● **DOCUMENT PASSAGE**
[START]

C. Are there negative declarations for sources of emissions within these nonattainment areas?

D. Is Texas' approach to RACT determination for VOC sources based on their submittals acceptable?

E. Is Texas' approach to RACT determination for NOX sources based on their submittals acceptable?

III. Proposed Action

IV. Statutory and Executive Order Reviews

I. Background

A. What actions are we proposing?

We are proposing to approve multiple revisions, in whole or in part, to the Texas SIP submitted to EPA as follows: The RACT-related rule revisions dated December 6, 2013, January 17, 2012, and June 13, 2007, as well as the RACT analysis portions of attainment demonstration plans of January 17, 2012, April 6, 2010, and June 13, 2007 for the DFW and HGB areas.

The December 6, 2013 submittal concerns rule revisions to 30 TAC, Chapter 115 Control of Air Pollution from Volatile Organic Compounds for solvent using processes and surface coating application systems. We are proposing to approve all of this submittal.

The January 17, 2012 submittal concerns rule revisions to 30 TAC, Chapter 115 Control of Air Pollution from Volatile Organic Compounds intended to implement RACT for both HGB and DFW areas. The submittal will limit VOC content of coatings and solvents used in Flexible Package Printing, Industrial Cleaning Solvents, Large Appliance Coatings, Metal Furniture Coatings, Paper, Film, and Foil Coatings, Miscellaneous Industrial Adhesives, Automobile and Light-Duty Truck Assembly Coatings, and Miscellaneous Metal and Plastic Parts Coatings operations. We are proposing to approve all of this submittal.

Another submittal also dated January 17, 2012 contains a corresponding analysis to demonstrate RACT is in place for multiple source categories in the HGB area. We are proposing to approve that RACT is in place for the source categories listed in the paragraph above, and we are proposing to approve the Flexographic and Rotogravure Printing sector for the HGB area of the RACT-related rule revisions which had not been previously approved.

A third SIP submittal dated January 17, 2012 contains RACT analysis for the DFW area. As a result of this submittal, and consistent with section 182(c) of the Act, the VOC or NOX major source threshold in the DFW area is lowered to 50 Tons Per Year (TPY) from 100 TPY for RACT purposes under the 1997 8-Hour ozone standard. See EPA-R06-OAR-2012-0098 (TCEQ Rule Project No. 2010-022-SIP-NR) at www.regulations.gov. We are proposing to approve the RACT analysis portion of this submittal.

The April 6, 2010 attainment demonstration submittal, among other things, concerns revisions to 30 TAC, Chapter 115 Control of Air Pollution from Volatile Organic Compounds for control of ozone pollution in the HGB area. Appendix D of this attainment demonstration plan is titled “Reasonably Available Control Technology Analysis,” and includes source categories affected by the newly EPA-issued Control Techniques Guidelines (CTGs), and NOX emissions sources. We are proposing to approve the RACT analysis portion of this submittal.

[END]

● **DATA SEGMENT**
[START]

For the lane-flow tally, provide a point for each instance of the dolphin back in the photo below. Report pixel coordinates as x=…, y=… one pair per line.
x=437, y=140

[END]

● **PROMPT A**
In the passage on Texas air pollution rule revisions, to what level is the VOC or NOX major source threshold in the DFW area lowered for RACT purposes?
● **PROMPT B**
Write the next part of the passage on Texas air pollution rule revisions, picking up after its final sentence.

● **WRITTEN RESPONSE A**
50 tons per year, lowered from 100 tons per year.

● **WRITTEN RESPONSE B**
The June 13, 2007 attainment demonstration submittal concerns revisions to 30 TAC, Chapter 115 Control of Air Pollution from Volatile Organic Compounds. The June 13, 2007 submittal included an analysis intended to demonstrate RACT was being implemented in the HGB area as required by the CAA (Appendix B of the submittal). We are proposing to approve the RACT analysis portion of this submittal.

We are proposing to approve the above-mentioned revisions, as well as confirm the RACT finding for revisions previously approved for Texas, into the Texas SIP.

In consideration of the above proposed actions and RACT rule revisions previously approved for Texas, taken together, we are proposing to approve Texas' RACT analysis as meeting the RACT requirements for all affected VOC and NOX sources for the DFW and HGB areas for the 1997 8-Hour ozone standard.

B. What is RACT?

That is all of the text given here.